■ **EXERCISE DESCRIPTION**:
Using the records that follow, copy every line containing the word "tail".

■ **THE INPUT**:
________________________

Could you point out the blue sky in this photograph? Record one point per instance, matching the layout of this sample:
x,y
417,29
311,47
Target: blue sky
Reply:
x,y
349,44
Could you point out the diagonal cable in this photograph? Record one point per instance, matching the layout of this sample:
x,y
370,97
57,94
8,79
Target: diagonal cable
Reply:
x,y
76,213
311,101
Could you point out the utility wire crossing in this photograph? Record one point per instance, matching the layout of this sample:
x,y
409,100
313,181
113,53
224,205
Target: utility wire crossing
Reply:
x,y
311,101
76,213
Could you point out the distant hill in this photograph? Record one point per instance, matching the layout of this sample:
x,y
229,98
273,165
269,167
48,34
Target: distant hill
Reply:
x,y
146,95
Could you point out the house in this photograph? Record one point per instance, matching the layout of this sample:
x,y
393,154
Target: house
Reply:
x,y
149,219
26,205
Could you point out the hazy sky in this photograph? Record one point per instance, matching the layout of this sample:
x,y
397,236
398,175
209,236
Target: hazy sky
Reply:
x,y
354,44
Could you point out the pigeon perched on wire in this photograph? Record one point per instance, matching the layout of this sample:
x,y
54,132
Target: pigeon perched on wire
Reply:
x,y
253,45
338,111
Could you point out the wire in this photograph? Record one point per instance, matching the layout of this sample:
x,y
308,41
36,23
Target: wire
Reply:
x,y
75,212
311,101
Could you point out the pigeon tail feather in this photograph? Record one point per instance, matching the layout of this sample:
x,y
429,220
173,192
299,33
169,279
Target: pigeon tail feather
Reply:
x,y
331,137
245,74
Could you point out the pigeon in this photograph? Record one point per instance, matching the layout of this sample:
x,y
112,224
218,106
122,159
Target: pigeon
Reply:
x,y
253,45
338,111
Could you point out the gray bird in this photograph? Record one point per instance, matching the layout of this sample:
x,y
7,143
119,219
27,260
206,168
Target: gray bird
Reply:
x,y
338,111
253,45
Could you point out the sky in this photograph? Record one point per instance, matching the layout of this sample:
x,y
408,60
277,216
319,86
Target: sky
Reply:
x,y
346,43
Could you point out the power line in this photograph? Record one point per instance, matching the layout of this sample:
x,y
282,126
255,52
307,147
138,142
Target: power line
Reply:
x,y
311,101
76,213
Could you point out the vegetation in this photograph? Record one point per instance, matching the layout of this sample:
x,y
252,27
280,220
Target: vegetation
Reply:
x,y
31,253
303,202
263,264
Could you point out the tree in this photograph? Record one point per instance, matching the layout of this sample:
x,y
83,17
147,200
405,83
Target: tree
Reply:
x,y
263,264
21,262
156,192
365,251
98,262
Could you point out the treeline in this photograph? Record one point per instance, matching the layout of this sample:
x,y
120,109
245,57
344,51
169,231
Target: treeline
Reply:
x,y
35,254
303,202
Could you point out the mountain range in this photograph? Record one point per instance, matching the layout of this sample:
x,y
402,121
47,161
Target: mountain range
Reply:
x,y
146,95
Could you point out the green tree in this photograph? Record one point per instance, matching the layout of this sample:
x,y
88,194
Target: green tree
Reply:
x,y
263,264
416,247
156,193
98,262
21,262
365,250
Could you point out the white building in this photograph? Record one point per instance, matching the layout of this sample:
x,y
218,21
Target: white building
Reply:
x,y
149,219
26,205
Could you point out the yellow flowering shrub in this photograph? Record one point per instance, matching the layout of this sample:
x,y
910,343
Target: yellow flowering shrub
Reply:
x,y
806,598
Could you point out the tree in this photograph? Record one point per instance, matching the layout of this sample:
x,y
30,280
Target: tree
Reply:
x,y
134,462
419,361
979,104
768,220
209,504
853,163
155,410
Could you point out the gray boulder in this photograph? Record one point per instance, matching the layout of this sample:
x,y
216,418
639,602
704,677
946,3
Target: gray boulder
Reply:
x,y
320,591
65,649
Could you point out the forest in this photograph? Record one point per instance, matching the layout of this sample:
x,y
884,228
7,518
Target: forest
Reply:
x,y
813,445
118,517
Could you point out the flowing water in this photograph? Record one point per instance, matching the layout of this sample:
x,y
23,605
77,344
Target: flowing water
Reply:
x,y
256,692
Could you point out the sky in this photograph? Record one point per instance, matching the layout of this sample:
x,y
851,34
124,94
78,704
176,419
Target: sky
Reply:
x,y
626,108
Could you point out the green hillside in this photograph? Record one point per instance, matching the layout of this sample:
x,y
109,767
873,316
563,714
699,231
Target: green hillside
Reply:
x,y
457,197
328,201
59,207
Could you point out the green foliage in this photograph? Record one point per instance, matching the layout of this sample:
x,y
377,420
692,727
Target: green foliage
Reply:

________________________

■ **TASK ANSWER**:
Could you point out the pigeon tail feather in this photograph? Record one point per instance, matching the layout of this sample:
Target: pigeon tail feather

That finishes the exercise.